▶ _Your task_:
Only the lines from the start of the entries up to and including the line with "[locate] penalty area" should be written out, exactly as they stand.

+--

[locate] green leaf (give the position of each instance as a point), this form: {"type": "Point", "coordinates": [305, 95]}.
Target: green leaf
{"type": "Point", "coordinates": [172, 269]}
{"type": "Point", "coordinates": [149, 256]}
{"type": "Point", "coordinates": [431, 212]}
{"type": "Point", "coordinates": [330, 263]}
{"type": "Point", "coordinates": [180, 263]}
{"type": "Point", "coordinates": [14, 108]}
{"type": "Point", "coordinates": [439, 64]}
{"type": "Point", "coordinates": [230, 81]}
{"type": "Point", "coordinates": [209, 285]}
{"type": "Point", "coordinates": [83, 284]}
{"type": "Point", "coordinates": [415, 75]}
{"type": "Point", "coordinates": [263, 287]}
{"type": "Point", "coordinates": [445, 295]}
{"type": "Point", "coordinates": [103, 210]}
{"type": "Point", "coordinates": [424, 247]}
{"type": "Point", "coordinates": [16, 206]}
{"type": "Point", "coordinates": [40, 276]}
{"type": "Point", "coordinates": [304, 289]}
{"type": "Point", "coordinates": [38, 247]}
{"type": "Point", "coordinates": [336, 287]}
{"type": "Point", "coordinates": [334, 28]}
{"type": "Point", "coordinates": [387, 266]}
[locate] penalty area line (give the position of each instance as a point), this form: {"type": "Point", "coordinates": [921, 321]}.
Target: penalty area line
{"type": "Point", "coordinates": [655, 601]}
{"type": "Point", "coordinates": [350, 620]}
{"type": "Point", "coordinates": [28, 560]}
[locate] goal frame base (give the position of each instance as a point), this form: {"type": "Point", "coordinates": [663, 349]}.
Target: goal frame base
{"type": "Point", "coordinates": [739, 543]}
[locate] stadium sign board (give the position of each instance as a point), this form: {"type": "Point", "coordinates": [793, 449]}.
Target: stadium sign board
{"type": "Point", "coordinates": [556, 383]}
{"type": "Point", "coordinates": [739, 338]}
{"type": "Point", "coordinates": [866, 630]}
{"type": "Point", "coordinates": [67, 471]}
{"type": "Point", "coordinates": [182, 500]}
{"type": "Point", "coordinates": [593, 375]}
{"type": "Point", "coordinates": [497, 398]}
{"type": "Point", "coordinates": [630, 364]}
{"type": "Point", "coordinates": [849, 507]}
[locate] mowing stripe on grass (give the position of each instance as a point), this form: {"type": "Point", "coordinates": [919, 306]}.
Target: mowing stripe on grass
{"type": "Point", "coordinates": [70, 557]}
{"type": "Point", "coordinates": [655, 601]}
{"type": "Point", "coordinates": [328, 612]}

+--

▶ _Solution for this task_:
[locate] green leaf (give the position of each instance as a point), this form: {"type": "Point", "coordinates": [305, 95]}.
Target: green leaf
{"type": "Point", "coordinates": [172, 269]}
{"type": "Point", "coordinates": [149, 256]}
{"type": "Point", "coordinates": [431, 212]}
{"type": "Point", "coordinates": [330, 263]}
{"type": "Point", "coordinates": [180, 263]}
{"type": "Point", "coordinates": [14, 108]}
{"type": "Point", "coordinates": [439, 64]}
{"type": "Point", "coordinates": [230, 81]}
{"type": "Point", "coordinates": [209, 285]}
{"type": "Point", "coordinates": [83, 284]}
{"type": "Point", "coordinates": [415, 75]}
{"type": "Point", "coordinates": [263, 287]}
{"type": "Point", "coordinates": [445, 295]}
{"type": "Point", "coordinates": [103, 210]}
{"type": "Point", "coordinates": [424, 247]}
{"type": "Point", "coordinates": [16, 206]}
{"type": "Point", "coordinates": [40, 276]}
{"type": "Point", "coordinates": [304, 289]}
{"type": "Point", "coordinates": [38, 247]}
{"type": "Point", "coordinates": [336, 287]}
{"type": "Point", "coordinates": [334, 28]}
{"type": "Point", "coordinates": [387, 266]}
[locate] penalty area line (give the position of each instance as a point), this form: {"type": "Point", "coordinates": [921, 321]}.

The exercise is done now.